Oracle VP Outlines Future for Analytics
Speaking at Codec’s annual Oracle event at the Westin Hotel on November 17, special guest John Hagerty, Vice President for Analytics at Oracle addressed the increasingly important role analytics can play as we enter into the age of big data.
Hagerty begun by stressing the need to redefine what analytics means in the modern business world, that it had advanced to make high level technical or specialist knowledge almost redundant and could now empower businesses towards a new self-service model so that they could have the capability to access, analyse and report on specific data points more quickly and easily.
He added that while a notion of analytics had taken root portraying it as “largely an IT managed service sent out to users in the form of business and reports”, the world of analytics was now undergoing a radical shift. He described this as a new dynamic in how the system, IT resources and business needs interact with one another. Whereas in the past it was a case of IT users having to learn how to decipher the data systems and making do with the limitations of the data provided, today sophisticated reporting tools are able to respond to specific business requirements and user ability levels.

→ **Exercise task A**:
Reproduce the entire article about Oracle's vision for analytics, word for word.
→ **Exercise task B**:
Pull out each line of the listing that contains the word "black".

→ **Provided records**:
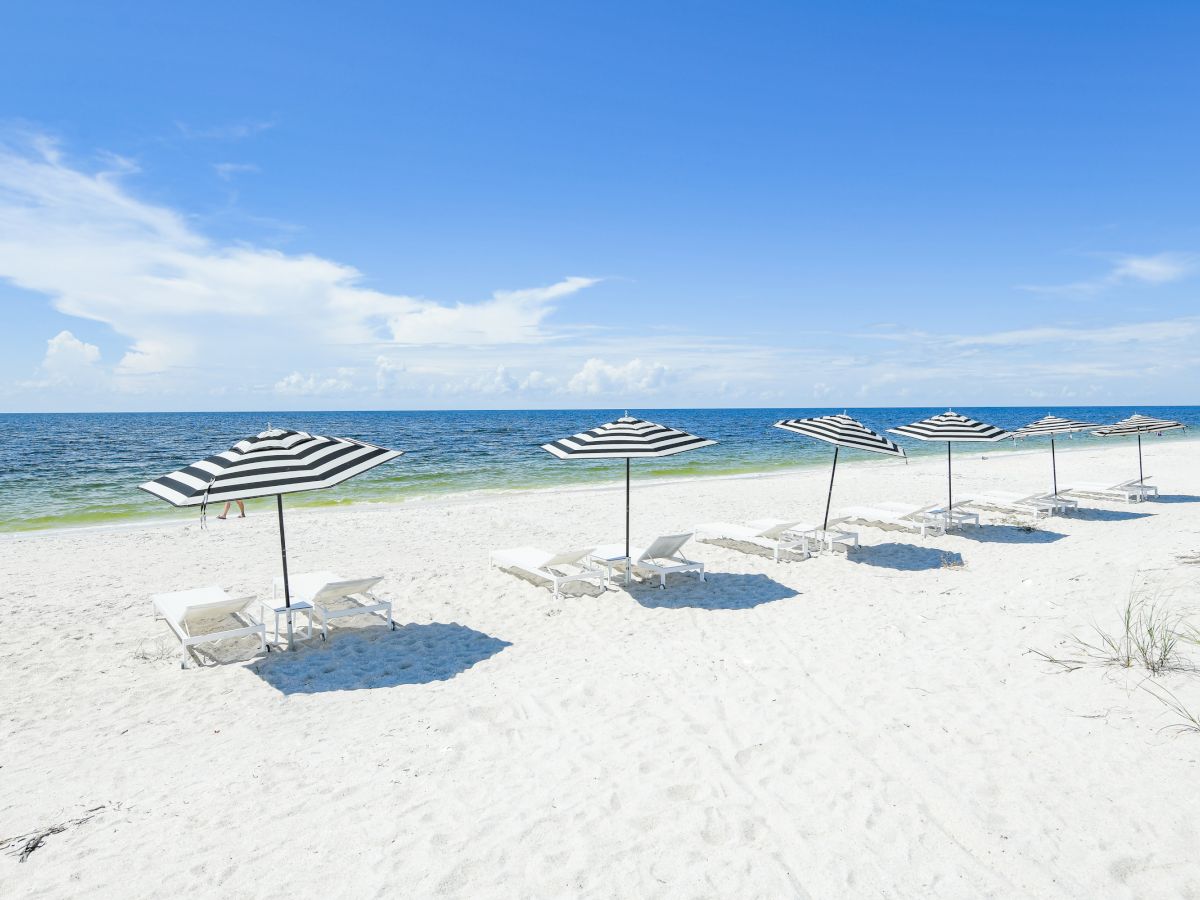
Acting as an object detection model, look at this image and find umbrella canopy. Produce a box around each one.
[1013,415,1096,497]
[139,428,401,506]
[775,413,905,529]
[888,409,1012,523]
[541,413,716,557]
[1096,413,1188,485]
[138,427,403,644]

==

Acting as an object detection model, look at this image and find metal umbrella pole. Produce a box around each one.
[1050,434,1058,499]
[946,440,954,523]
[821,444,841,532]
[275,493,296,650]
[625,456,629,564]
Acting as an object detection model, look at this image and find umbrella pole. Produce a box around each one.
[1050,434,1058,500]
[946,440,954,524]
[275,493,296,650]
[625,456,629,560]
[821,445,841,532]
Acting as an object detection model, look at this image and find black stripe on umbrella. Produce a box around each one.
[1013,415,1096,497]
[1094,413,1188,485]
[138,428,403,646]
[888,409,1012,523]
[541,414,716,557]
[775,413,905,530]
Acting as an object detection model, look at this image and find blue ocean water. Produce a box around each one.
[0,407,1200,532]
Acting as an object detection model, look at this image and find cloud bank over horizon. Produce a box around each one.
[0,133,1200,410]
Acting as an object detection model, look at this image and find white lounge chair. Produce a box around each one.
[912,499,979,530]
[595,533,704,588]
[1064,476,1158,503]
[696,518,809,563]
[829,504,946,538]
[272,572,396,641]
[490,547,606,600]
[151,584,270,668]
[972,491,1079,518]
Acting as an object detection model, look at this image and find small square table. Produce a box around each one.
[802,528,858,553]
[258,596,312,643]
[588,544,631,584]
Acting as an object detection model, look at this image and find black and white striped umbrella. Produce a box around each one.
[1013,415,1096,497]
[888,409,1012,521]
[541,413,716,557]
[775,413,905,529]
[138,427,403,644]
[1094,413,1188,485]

→ **Response A**:
Oracle VP Outlines Future for Analytics
Speaking at Codec’s annual Oracle event at the Westin Hotel on November 17, special guest John Hagerty, Vice President for Analytics at Oracle addressed the increasingly important role analytics can play as we enter into the age of big data.
Hagerty begun by stressing the need to redefine what analytics means in the modern business world, that it had advanced to make high level technical or specialist knowledge almost redundant and could now empower businesses towards a new self-service model so that they could have the capability to access, analyse and report on specific data points more quickly and easily.
He added that while a notion of analytics had taken root portraying it as “largely an IT managed service sent out to users in the form of business and reports”, the world of analytics was now undergoing a radical shift. He described this as a new dynamic in how the system, IT resources and business needs interact with one another. Whereas in the past it was a case of IT users having to learn how to decipher the data systems and making do with the limitations of the data provided, today sophisticated reporting tools are able to respond to specific business requirements and user ability levels.

→ **Response B**:
Acting as an object detection model, look at this image and find black stripe on umbrella. Produce a box around each one.
Acting as an object detection model, look at this image and find black and white striped umbrella. Produce a box around each one.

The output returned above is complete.